Reproduce the material below line for line, leaving out the pictures.
-- BEGIN Input records --
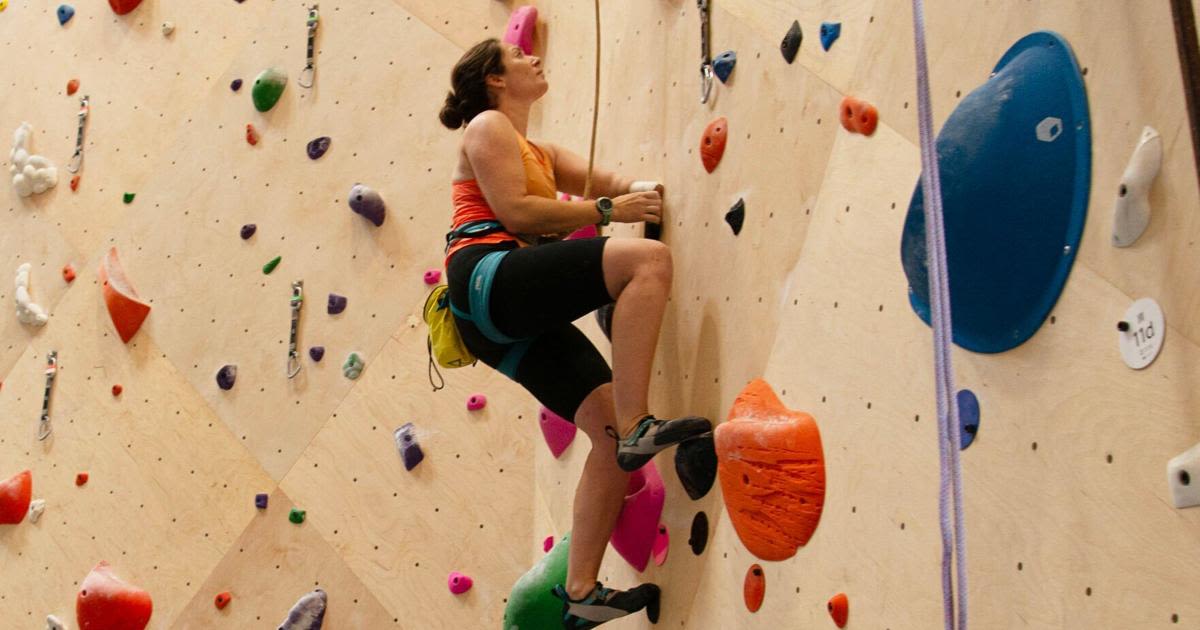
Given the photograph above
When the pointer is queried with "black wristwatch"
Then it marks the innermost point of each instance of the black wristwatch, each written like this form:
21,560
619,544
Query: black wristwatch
604,205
-- END Input records --
Written response:
Given the photograph above
When the pointer is queried with "black wristwatch"
Then it marks the innermost point of each instance of the black wristwatch, each written like this form:
21,560
619,544
Query: black wristwatch
604,205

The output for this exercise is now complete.